Work to be completed. Retype each record exactly.

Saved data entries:
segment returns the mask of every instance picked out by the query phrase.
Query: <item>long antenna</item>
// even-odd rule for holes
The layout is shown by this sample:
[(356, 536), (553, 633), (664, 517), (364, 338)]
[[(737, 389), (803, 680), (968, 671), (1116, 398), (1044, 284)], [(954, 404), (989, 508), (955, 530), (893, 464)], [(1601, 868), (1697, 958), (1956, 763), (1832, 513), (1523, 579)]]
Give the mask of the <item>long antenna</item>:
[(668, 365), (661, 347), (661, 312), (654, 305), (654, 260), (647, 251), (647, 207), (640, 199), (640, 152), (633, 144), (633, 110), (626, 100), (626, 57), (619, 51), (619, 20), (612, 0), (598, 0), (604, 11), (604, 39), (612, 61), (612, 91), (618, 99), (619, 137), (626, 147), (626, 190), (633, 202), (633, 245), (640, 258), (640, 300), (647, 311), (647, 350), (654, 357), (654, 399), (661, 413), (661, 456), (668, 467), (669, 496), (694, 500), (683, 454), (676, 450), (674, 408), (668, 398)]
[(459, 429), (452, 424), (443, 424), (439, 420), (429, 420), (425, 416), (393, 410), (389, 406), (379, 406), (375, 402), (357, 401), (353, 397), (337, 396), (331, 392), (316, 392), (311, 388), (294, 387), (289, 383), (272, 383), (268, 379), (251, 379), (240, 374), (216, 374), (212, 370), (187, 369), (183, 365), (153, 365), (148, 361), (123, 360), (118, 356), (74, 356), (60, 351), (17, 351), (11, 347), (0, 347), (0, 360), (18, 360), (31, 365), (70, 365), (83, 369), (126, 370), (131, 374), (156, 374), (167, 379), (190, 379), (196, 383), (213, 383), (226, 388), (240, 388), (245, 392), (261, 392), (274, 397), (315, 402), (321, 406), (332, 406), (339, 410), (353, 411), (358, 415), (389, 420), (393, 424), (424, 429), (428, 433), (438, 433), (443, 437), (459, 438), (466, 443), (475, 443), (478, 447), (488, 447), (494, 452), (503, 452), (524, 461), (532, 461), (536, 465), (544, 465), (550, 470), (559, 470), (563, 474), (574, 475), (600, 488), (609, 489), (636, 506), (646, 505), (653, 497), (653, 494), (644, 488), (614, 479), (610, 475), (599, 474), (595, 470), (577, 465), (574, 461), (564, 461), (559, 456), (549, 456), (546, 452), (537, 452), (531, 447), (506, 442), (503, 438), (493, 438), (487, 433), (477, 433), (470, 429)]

Task response.
segment returns the mask of every instance picked out by the query phrase.
Query: <item>long antenna</item>
// even-odd rule for holes
The layout is shown by this sample:
[(356, 536), (553, 633), (664, 517), (364, 338)]
[[(737, 389), (803, 680), (968, 671), (1116, 398), (1044, 284)], [(954, 404), (989, 508), (955, 530), (893, 464)], [(1601, 868), (1697, 958), (1956, 763), (1832, 513), (1523, 579)]]
Give the mask of the <item>long antenna</item>:
[(668, 365), (661, 347), (661, 312), (654, 305), (654, 260), (647, 251), (647, 207), (640, 199), (640, 152), (633, 144), (633, 110), (626, 100), (626, 57), (619, 51), (619, 20), (612, 0), (598, 0), (604, 11), (604, 39), (612, 61), (612, 91), (618, 99), (619, 137), (626, 147), (626, 190), (633, 202), (633, 245), (640, 258), (640, 300), (647, 311), (647, 350), (654, 357), (654, 399), (661, 413), (661, 456), (668, 467), (669, 496), (694, 500), (683, 454), (676, 450), (674, 408), (668, 398)]
[(459, 429), (452, 424), (443, 424), (439, 420), (429, 420), (425, 416), (393, 410), (389, 406), (379, 406), (375, 402), (357, 401), (353, 397), (337, 396), (331, 392), (316, 392), (311, 388), (294, 387), (289, 383), (272, 383), (268, 379), (251, 379), (240, 374), (216, 374), (212, 370), (187, 369), (183, 365), (153, 365), (148, 361), (123, 360), (118, 356), (74, 356), (60, 351), (17, 351), (11, 347), (0, 347), (0, 360), (18, 360), (31, 365), (70, 365), (83, 369), (126, 370), (131, 374), (156, 374), (167, 379), (190, 379), (196, 383), (213, 383), (226, 388), (240, 388), (245, 392), (261, 392), (274, 397), (315, 402), (321, 406), (332, 406), (339, 410), (353, 411), (358, 415), (389, 420), (393, 424), (424, 429), (428, 433), (438, 433), (443, 437), (459, 438), (466, 443), (475, 443), (478, 447), (488, 447), (494, 452), (503, 452), (524, 461), (532, 461), (536, 465), (544, 465), (550, 470), (559, 470), (563, 474), (574, 475), (600, 488), (609, 489), (636, 506), (646, 505), (653, 497), (653, 494), (644, 488), (614, 479), (610, 475), (599, 474), (595, 470), (577, 465), (574, 461), (564, 461), (559, 456), (549, 456), (546, 452), (537, 452), (531, 447), (506, 442), (503, 438), (493, 438), (487, 433), (477, 433), (470, 429)]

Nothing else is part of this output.